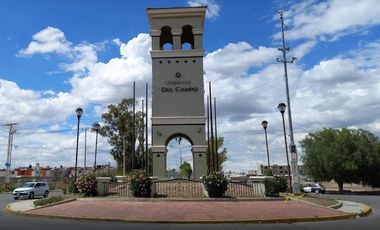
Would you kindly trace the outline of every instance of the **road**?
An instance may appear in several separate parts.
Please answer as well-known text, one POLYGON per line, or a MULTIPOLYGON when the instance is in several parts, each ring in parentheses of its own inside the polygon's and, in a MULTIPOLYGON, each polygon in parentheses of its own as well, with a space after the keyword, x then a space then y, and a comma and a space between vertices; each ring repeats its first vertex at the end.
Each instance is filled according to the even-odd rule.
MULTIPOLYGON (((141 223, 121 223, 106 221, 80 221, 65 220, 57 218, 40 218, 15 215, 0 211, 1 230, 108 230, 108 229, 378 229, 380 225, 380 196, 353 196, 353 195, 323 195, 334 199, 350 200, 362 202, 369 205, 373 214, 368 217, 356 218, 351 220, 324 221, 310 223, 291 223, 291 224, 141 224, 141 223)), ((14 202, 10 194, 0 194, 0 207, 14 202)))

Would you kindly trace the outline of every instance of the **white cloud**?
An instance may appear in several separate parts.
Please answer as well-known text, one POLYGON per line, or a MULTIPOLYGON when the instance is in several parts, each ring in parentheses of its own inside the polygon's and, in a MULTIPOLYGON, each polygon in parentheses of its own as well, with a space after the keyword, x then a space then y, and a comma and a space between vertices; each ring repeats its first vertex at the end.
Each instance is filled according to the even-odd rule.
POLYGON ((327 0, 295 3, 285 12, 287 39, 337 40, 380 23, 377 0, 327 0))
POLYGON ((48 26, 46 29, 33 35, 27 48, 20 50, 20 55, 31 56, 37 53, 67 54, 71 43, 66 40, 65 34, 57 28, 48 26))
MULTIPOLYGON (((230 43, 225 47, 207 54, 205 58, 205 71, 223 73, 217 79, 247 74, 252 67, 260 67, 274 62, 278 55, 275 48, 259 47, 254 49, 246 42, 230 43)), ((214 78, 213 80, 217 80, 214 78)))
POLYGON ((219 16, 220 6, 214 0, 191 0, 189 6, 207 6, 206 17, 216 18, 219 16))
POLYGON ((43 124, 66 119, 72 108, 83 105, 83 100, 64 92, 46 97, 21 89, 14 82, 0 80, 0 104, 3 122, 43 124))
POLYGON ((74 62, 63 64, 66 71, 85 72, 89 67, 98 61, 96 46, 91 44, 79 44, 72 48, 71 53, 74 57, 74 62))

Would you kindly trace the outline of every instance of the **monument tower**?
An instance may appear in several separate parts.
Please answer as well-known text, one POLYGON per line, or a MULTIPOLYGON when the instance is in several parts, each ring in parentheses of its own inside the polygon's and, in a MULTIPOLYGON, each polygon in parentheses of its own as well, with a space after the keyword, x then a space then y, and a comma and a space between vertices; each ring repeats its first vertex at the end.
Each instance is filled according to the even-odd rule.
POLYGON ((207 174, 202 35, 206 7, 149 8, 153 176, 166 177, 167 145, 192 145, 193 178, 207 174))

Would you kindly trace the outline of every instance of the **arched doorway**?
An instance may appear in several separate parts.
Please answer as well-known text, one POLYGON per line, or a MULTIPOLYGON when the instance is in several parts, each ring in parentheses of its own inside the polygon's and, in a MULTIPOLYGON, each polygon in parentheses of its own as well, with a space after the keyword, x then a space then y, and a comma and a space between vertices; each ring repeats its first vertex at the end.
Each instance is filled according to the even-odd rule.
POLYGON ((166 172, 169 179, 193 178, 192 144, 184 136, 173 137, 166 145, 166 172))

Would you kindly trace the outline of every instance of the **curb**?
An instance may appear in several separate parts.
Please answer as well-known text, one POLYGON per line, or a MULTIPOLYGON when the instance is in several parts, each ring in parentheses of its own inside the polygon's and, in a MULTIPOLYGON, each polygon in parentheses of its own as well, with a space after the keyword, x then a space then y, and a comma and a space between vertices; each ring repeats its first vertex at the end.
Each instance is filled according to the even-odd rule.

============================================================

• _Task prompt_
When you copy the data above, reproduce each line exactly and skip every image.

• _Answer_
Would you kindly trace the outline of every instance of the **road**?
An instance may appear in several separate parts.
Please answer as well-known text, one POLYGON per line, or a MULTIPOLYGON when the instance is in several parts, each ring in parentheses of its own inside the polygon's and, in a MULTIPOLYGON, each polygon in parentheses of its own as well, with a space after the keyword, x then a space then y, and a comma and a space between vertices; each ring repeats its first vertex at the end.
Each instance is filled according to the even-odd rule.
MULTIPOLYGON (((141 223, 121 223, 106 221, 80 221, 65 220, 57 218, 40 218, 15 215, 0 211, 1 230, 108 230, 108 229, 378 229, 380 225, 380 196, 353 196, 353 195, 323 195, 334 199, 350 200, 362 202, 369 205, 373 214, 368 217, 356 218, 351 220, 324 221, 310 223, 291 223, 291 224, 141 224, 141 223)), ((14 202, 10 194, 0 194, 0 207, 14 202)))

Would you kindly trace the outline of every instance of the **white cloud**?
An instance may appear in several separate parts.
Please answer as well-known text, one POLYGON per line, or a MULTIPOLYGON when the instance is in several parts, each ring in parentheses of its own inside the polygon's and, in a MULTIPOLYGON, each polygon in parentheses of its own as well, with a space after the keyword, x then a space then y, and a comma and a space between vertices; each ring repeats its first vertex at the end.
Each instance is filled according to the even-odd rule.
POLYGON ((327 0, 295 3, 285 12, 287 39, 337 40, 380 23, 377 0, 327 0))
POLYGON ((48 26, 46 29, 33 35, 27 48, 20 50, 20 55, 31 56, 37 53, 67 54, 71 43, 66 40, 65 34, 57 28, 48 26))
MULTIPOLYGON (((230 43, 225 47, 207 54, 205 58, 205 71, 223 73, 217 79, 247 74, 252 67, 260 67, 274 62, 278 55, 275 48, 259 47, 254 49, 246 42, 230 43)), ((214 78, 213 80, 217 80, 214 78)))
POLYGON ((219 16, 220 6, 214 0, 191 0, 189 6, 207 6, 206 17, 216 18, 219 16))
POLYGON ((43 124, 66 119, 72 108, 83 105, 83 100, 64 92, 46 97, 21 89, 14 82, 0 80, 0 104, 3 122, 43 124))
POLYGON ((74 62, 63 64, 66 71, 85 72, 89 67, 98 61, 96 46, 91 44, 79 44, 72 48, 71 53, 74 57, 74 62))

Would you kindly trace the outline of every instance of the **monument tower**?
An instance may appear in several separate parts.
Please answer as well-known text, one POLYGON per line, or a MULTIPOLYGON when the instance is in several parts, each ring in parentheses of its own inside the polygon's and, in a MULTIPOLYGON, each polygon in parentheses of its own as well, with a space after the keyword, x then a space then y, and a comma and a space between vertices; each ring repeats its first vertex at the end.
Each instance is filled according to the even-odd rule.
POLYGON ((207 174, 202 35, 206 7, 149 8, 153 176, 166 177, 167 145, 192 145, 193 178, 207 174))

Would you kindly trace the outline of every instance of the **arched doorway**?
An instance may appear in several separate parts.
Please answer as well-known text, one POLYGON per line, or a MULTIPOLYGON when the instance is in several parts, each ring in parentheses of its own inside the polygon's and, in a MULTIPOLYGON, each polygon in parentheses of its own as well, with a space after the keyword, x then a space then y, and a comma and a space between vertices; each ring repeats its first vertex at the end.
Each instance is filled according to the even-odd rule.
POLYGON ((166 172, 169 179, 193 178, 192 144, 184 136, 173 137, 166 145, 166 172))

Would you kindly trace the outline of every instance of the **curb**?
An instance may appear in several separate parts.
Please answer as well-known text, one POLYGON per line, or a MULTIPOLYGON when the instance is in several parts, each ring in parentheses of its own inside the polygon's and, in a MULTIPOLYGON, each polygon in parentheses of its own as well, with a space after the keyword, x then a space then y, and a comma and a space between vertices; each ring repeats its first vertex at the end.
Each instance is filled according to the even-odd rule.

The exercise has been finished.